**Kutipan Teks**
Pendidikan, untuk Apa dan Siapa?
Ujian jadi cara klasik tuk mengetahui kepintaran peserta didik |
Walau
tak begitu luas, nampaknya tak jadi jaminan tuk lepas dari masalah. Pulau kecil
yang dihuni tak lebih dari lima ratus jiwa penduduk itu menyimpan cerita pedih
bobroknya pendidikan kita. Perjalananku tak lama di pulau itu, namun cukup tuk
merasakan begitu resahnya para ayah akan masa depan anaknya kelak.
Daeng
Jarre, salah satu ayah maupun paman yang merasakan ketidakpedulian negara akan
pendidikan anak Pulau Bonetambung. Badannya besar, namun tak berotot. Rambutnya
pendek, nyaris botak dan kulitnya yang cokelat gelap karena pekerjaannya yang
bersinggungan dibawah terik. Setidaknya itu yang saya ingat. Pria ini yang
pertama menyambut kedatangan kami. Warga pulau memang sangat ramah bagi masyarakat
luar, apalagi mahasiswa seperti kami.
Setelah
memberi segelas air yang sedikit memuaskan dahaga karena perjalanan panjang.

**Data Ditampilkan**

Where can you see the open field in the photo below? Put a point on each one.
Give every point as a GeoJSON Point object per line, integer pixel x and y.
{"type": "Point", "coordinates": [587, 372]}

**Petunjuk Singkat 1**
Sebutkan semua ciri fisik Daeng Jarre yang digambarkan dalam kutipan teks tentang Pulau Bonetambung.
**Petunjuk Singkat 2**
Tolong lanjutkan kutipan teks tentang Pulau Bonetambung setelah kalimat terakhirnya.

**Hasil Akhir 1**
- Badannya besar
- Tidak berotot
- Rambutnya pendek, nyaris botak
- Kulitnya cokelat gelap

**Hasil Akhir 2**
Daeng Jarre bercerita tentang semua masalah yang mereka hadapi. Masalah sekolah
anak-anak mereka. Alasan kedatangan kami di pulau itu sebab telah mendengar kegetiran
mereka. Kabar burung yang kami dengar hanya sebatas dugaan korupsi dana Bantuan
Operasional Sekolah (BOS) oleh kepala sekolah.
Nampaknya
bukan hanya ulah ‘si tikus besar’, ulah nakal beberapa guru yang mengajar satu sampai dua hari per bulan pun jadi
masalahnya. Semua dibeberkan. Bahkan siswa yang telah lulus SD tak kunjung
memperoleh ijazah sejak lima tahun lalu. Bagaimana tak resah, anak mereka tak
mungkin melanjutkan pendidikan tanpa ijazah. “Guru-guru PNS biasa mengajar dua
kali atau tiga kali ji per bulan, itu pun biasa kalau mau terima
gaji,” keluh Daeng Jarre.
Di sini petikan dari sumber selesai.